* **Text to read**:
To avoid a Rule 12(b)(6) dismissal, a complaint need not contain detailed factual allegations, rather, it must plead "enough facts to state a claim to relief that is plausible on its face." Bell Atl. Corp. v. Twombly, 550 U.S. 544, 570 (2007). A claim has "facial plausibility when the plaintiff pleads factual content that allows the court to draw the reasonable inference that the defendant is liable for the misconduct alleged." Ashcroft v. Iqbal, --- U.S. ---, 129 S.Ct. 1937, 1939 (2009) (citing Twombly, 550 U.S. at 556). "The plausibility standard is not akin to a 'probability requirement,' but it asks for more than a sheer possibility that a defendant has acted unlawfully." Id. at 1949 (citing Twombly, 550 U.S. at 556). "Where a complaint pleads facts that are 'merely consistent with' a defendant's liability, it 'stops short of the line between possibility and plausibility of entitlement to relief.'" Id. (citing Twombly, 550 U.S. at 557).
Furthermore, "a plaintiff's obligation to provide the 'grounds' of his 'entitle[ment] to relief' requires more than labels and conclusions, and a formulaic recitation of the elements of a cause of action will not do." Id. at 555 (citation omitted). "Factual allegations must be enough to raise a right to relief above the speculative level, on the assumption that all the allegations in the complaint are true (even if doubtful in fact)." Id. (citation omitted). In spite of the deference the court is bound to pay to the plaintiff's allegations, it is not proper for the court to assume that "the [plaintiff] can prove facts that [he or she] has not alleged or that defendants have violated the . . . laws in ways that have not been alleged." Associated Gen. Contractors of Cal., Inc. v. Cal. State Council of Carpenters, 459 U.S. 519, 526, (1983). Also, the court need not accept "legal conclusions" as true. Iqbal, 129 S.Ct. at 1949. However, "[w]hen there are well-pleaded factual allegations, a court should assume their veracity." Id. at 1941.

* **Data records**:
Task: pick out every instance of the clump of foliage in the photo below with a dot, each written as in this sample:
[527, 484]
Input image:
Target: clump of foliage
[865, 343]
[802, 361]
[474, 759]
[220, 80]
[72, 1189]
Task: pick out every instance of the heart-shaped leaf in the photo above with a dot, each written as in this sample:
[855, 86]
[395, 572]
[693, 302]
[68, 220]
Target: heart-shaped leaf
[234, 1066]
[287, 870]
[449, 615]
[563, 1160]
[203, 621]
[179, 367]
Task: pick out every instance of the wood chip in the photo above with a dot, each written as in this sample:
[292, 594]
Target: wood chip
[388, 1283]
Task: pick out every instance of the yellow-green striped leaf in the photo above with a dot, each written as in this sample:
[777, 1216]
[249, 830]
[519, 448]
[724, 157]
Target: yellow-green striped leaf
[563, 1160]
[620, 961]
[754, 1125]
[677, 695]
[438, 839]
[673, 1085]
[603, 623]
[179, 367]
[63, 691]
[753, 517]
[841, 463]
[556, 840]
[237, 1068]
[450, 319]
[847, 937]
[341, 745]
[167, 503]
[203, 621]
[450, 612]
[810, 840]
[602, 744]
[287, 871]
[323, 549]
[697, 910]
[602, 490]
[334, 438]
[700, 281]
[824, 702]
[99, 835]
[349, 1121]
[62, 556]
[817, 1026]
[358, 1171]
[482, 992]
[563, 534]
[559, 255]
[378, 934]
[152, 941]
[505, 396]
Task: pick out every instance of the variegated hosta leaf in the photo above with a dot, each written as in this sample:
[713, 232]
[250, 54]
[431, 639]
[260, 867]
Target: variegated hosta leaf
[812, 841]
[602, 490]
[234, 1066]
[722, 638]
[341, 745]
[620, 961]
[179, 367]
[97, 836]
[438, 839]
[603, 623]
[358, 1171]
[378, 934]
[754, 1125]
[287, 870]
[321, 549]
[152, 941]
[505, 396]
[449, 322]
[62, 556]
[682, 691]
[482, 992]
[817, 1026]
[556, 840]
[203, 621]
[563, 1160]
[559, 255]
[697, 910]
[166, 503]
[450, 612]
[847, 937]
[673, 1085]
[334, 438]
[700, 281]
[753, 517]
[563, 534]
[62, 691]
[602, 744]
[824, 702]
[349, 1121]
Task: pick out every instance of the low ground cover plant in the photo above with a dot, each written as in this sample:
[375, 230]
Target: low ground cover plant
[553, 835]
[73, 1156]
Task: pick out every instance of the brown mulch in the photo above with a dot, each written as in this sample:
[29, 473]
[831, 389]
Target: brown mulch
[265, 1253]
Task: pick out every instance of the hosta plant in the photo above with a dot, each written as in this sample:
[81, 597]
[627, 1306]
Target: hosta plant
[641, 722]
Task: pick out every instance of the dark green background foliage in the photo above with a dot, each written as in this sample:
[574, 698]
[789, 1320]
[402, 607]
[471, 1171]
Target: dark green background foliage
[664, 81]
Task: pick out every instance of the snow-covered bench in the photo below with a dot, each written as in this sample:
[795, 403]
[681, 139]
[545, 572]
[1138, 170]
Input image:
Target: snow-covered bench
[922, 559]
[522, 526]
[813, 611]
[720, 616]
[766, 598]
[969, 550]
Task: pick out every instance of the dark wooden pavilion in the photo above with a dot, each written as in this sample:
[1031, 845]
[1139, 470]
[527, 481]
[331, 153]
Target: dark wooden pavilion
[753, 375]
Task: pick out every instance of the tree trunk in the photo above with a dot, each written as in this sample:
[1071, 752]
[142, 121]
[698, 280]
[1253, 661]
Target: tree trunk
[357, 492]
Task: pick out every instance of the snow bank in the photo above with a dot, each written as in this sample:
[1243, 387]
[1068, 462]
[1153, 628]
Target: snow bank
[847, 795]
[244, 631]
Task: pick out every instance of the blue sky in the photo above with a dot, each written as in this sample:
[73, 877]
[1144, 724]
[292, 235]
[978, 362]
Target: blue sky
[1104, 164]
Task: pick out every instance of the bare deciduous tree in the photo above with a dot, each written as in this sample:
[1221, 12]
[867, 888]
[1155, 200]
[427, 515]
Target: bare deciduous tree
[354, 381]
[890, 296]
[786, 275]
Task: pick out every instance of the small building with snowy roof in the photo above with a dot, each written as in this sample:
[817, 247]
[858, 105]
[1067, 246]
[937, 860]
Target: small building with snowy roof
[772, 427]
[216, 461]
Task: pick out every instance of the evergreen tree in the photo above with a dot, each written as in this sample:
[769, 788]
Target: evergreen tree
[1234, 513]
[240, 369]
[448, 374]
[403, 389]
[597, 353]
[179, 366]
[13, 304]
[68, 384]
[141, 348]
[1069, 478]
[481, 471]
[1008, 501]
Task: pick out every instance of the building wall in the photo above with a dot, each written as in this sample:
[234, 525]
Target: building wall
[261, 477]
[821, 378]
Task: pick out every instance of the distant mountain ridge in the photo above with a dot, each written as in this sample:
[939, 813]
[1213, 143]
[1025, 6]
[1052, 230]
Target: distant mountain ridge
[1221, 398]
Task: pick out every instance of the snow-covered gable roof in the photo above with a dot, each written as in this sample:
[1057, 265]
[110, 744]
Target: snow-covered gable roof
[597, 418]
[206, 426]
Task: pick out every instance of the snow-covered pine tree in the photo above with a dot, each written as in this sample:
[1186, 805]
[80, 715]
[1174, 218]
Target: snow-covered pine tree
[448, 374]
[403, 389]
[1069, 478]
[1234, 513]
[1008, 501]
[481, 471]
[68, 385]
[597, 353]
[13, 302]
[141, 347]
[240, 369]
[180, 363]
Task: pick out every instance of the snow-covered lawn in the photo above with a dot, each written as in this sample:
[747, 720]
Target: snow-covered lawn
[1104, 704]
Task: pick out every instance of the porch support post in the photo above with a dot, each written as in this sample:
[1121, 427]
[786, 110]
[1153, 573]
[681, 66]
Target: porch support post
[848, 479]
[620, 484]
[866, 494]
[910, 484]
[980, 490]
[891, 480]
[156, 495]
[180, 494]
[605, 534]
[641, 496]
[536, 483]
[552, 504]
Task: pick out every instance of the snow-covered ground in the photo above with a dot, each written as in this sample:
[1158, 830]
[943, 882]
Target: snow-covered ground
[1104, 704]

* **Set exercise**: Write the next part of the text on the Rule 12(b)(6) pleading standard, picking up after its final sentence.

* **Exercise result**:
II. Request for Judicial Notice
In ruling on a motion to dismiss for failure to state a claim, "a court may generally consider only allegations contained in the pleadings, exhibits attached to the complaint, and matters properly subject to judicial notice." Swartz v. KPMG LLP, 476 F.3d 756, 763 (9th Cir. 2007). A fact properly subject to judicial notice is one "not subject to reasonable dispute in that it is either (1) generally known within the territorial jurisdiction of the trial court or (2) capable of accurate and ready determination by resort to sources whose accuracy cannot reasonably be questioned." Fed. R. Evid. 201 (2009). Accordingly, a court may consider matters of public record on a motion to dismiss, and in doing so "does not convert a Rule 12(b)(6) motion to one for summary judgment." Mack v. South Bay Beer Distributors, 798 F.2d 1279, 1282 (9th Cir. 1986), abrogated on other grounds by Astoria Fed. Sav. & Loan Ass'n v. Solimino, 501 U.S. 104, 111 (1991).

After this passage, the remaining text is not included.